- Exercise details: The lines to be set down run from the line containing "Task: for the roadway count, mark the small" through the final line of the data below; print them exactly and print nothing else.

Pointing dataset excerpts
************
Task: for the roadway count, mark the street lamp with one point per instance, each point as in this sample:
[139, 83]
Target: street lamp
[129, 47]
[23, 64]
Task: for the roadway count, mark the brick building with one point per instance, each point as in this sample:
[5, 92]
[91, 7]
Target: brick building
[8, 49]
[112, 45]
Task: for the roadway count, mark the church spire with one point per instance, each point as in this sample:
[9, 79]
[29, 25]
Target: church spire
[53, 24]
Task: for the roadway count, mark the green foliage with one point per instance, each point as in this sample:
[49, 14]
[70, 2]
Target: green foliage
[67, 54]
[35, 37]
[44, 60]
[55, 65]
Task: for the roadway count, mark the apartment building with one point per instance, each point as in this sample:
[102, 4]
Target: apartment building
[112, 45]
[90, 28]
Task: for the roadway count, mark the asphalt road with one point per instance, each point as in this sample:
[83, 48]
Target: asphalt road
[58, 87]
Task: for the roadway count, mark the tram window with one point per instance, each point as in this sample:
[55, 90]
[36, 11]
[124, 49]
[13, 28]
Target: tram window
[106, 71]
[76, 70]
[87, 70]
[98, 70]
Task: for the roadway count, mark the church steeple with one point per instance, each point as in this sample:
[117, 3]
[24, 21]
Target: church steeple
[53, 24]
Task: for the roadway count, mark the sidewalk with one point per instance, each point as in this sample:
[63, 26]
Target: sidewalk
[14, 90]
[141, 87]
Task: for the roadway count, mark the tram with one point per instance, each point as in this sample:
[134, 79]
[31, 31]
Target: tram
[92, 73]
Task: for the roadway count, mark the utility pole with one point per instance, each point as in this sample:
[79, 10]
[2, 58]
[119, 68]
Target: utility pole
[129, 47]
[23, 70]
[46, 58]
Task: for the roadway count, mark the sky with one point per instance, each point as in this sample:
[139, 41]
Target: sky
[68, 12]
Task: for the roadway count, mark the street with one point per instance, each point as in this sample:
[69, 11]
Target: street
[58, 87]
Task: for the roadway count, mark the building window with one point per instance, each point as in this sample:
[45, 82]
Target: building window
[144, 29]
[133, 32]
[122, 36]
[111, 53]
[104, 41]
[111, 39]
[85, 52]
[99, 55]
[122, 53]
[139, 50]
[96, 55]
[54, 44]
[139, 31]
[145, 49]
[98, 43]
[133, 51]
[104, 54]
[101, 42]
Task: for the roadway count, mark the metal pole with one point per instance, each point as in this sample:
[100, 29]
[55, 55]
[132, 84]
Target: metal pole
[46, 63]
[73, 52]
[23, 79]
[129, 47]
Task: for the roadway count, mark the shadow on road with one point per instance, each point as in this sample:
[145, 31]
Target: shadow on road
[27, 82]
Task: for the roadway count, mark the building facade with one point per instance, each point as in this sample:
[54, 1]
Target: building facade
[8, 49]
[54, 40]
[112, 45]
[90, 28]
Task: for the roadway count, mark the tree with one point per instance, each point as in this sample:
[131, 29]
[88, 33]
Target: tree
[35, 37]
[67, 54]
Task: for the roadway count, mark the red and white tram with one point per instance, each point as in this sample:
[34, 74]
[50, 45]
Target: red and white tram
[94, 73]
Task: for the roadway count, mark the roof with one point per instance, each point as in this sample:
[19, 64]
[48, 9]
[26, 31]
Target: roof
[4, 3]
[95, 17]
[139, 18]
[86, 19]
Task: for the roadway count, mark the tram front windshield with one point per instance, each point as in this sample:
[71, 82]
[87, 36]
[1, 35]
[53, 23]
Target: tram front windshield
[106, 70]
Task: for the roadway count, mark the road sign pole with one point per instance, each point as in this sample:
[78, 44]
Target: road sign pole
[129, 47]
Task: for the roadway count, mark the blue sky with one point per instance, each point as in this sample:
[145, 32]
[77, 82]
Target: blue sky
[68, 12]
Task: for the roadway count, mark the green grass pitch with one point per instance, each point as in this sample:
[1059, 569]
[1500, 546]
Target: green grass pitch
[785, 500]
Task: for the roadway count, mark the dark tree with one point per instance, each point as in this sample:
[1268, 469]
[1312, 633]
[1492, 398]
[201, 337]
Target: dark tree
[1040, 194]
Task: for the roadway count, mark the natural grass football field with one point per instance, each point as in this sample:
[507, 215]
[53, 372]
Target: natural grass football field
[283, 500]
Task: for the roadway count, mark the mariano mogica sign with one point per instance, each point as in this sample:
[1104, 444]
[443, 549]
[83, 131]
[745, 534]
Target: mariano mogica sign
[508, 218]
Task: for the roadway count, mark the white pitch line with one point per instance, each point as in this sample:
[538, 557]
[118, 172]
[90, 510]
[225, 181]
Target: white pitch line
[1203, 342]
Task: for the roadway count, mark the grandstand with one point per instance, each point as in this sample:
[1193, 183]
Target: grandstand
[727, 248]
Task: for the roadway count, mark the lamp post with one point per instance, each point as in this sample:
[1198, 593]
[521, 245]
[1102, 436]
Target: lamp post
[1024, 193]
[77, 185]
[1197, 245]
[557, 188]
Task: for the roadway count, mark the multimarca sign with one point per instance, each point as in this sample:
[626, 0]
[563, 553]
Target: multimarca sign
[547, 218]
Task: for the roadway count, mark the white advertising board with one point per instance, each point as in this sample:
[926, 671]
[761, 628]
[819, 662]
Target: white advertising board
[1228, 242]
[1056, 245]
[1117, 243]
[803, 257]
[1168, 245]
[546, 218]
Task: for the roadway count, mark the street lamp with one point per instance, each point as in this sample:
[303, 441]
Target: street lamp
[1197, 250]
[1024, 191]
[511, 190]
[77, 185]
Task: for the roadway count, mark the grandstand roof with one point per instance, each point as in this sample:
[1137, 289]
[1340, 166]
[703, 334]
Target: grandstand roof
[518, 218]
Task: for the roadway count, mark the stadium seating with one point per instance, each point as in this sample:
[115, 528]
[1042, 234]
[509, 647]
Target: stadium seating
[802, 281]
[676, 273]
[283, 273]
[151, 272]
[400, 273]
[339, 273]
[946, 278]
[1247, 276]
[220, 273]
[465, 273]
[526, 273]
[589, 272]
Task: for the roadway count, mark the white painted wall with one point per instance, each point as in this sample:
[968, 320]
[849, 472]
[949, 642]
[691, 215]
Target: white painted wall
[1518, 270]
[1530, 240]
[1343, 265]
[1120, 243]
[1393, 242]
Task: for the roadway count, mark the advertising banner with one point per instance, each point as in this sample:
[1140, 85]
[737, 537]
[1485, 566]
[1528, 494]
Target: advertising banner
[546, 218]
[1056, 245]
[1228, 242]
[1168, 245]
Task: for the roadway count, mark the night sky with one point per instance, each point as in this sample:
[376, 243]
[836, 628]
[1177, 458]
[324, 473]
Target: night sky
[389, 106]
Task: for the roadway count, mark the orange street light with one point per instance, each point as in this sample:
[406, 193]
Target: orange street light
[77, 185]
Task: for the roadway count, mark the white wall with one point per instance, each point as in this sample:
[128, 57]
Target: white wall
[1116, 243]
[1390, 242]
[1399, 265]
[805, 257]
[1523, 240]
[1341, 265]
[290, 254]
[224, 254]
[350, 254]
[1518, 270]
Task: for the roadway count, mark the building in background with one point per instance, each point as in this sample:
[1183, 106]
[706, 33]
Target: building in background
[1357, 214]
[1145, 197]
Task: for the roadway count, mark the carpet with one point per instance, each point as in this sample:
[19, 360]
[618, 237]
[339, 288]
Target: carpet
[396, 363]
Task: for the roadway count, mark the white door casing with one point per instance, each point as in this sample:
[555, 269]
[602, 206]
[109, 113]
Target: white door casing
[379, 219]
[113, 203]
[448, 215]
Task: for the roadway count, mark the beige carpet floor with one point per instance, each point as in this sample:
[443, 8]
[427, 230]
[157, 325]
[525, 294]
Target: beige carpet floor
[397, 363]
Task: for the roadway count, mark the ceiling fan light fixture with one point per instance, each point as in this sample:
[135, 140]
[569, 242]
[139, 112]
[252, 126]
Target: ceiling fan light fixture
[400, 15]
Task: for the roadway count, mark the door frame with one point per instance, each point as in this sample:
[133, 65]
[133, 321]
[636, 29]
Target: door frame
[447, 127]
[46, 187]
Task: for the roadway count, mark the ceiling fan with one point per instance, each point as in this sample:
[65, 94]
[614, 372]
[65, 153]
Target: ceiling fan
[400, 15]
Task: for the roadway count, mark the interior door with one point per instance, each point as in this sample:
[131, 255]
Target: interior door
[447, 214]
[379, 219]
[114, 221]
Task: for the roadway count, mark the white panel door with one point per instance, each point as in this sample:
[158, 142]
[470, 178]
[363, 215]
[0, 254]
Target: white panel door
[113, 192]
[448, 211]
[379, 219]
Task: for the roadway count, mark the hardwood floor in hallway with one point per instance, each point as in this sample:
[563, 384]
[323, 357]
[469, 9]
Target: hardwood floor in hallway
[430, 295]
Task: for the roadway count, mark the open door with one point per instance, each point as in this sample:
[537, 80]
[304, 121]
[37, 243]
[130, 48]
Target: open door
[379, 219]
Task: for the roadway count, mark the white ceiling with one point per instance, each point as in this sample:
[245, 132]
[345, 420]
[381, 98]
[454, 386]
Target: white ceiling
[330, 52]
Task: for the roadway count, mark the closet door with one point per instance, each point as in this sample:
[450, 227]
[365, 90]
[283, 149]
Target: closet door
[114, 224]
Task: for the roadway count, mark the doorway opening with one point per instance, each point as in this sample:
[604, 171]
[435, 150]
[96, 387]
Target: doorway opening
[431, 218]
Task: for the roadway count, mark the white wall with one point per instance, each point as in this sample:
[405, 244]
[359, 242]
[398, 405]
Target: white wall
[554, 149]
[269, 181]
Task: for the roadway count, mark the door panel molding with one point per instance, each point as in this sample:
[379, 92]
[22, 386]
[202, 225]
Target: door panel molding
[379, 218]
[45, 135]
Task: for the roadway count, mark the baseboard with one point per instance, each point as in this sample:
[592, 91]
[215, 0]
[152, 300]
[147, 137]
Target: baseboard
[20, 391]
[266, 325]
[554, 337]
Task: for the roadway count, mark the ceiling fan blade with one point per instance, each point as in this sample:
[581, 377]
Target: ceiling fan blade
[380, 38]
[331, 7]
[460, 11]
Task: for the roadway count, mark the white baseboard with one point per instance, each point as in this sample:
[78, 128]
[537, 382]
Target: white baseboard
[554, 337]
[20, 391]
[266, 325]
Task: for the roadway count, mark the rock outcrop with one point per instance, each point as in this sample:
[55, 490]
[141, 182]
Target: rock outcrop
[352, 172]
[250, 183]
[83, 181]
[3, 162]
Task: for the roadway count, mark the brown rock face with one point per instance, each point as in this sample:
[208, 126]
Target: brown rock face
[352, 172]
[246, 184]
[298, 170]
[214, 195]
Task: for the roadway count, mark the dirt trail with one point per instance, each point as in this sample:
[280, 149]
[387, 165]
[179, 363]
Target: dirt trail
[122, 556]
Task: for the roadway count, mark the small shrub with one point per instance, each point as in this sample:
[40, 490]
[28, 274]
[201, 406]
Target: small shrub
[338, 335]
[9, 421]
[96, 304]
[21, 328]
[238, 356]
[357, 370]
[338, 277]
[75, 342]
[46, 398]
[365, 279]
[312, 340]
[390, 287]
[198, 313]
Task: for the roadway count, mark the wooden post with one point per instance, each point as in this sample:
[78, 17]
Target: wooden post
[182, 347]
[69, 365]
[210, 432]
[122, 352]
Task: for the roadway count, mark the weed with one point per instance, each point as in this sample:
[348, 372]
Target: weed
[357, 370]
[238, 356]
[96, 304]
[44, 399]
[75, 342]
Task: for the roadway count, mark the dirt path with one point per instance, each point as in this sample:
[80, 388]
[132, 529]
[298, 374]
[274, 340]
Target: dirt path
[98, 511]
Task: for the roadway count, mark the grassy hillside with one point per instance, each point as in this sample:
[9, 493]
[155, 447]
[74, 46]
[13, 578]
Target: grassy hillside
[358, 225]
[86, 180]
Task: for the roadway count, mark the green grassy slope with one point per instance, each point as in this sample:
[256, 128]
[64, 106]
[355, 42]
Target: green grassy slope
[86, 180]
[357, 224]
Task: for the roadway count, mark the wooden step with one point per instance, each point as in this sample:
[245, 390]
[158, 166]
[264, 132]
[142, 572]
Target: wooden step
************
- Written solution:
Task: for the roadway count, mark the small shrub with one point per instance, each point as in this sample:
[40, 490]
[28, 274]
[201, 406]
Target: small shrub
[338, 335]
[9, 421]
[96, 304]
[21, 328]
[238, 356]
[357, 370]
[338, 277]
[75, 342]
[46, 398]
[365, 279]
[312, 340]
[390, 287]
[198, 313]
Task: for the roadway count, mark the wooden post with one point per instance, each point as in this sample:
[78, 17]
Target: wooden post
[182, 347]
[69, 365]
[210, 432]
[122, 352]
Task: for the roadway count, mark the weed with one point per instance, each point as in this sample:
[348, 372]
Target: weed
[357, 370]
[238, 356]
[96, 304]
[44, 399]
[75, 342]
Task: for the roadway count, mark the dirt path with one point per instance, each point as in this sample:
[80, 388]
[132, 529]
[298, 374]
[274, 340]
Target: dirt path
[98, 511]
Task: for the roadway count, mark the grassy hillside with one point per instance, each point as in this sample:
[9, 493]
[155, 447]
[74, 46]
[13, 578]
Target: grassy hillside
[358, 225]
[86, 180]
Task: for the roadway count, mark the green grassy slope with one point per instance, each point as in this sample:
[256, 128]
[64, 106]
[355, 42]
Target: green grassy slope
[86, 180]
[357, 224]
Task: for the roadway count, mark the wooden step with one point per instance, each point as in this sample:
[245, 390]
[158, 166]
[264, 132]
[142, 572]
Target: wooden step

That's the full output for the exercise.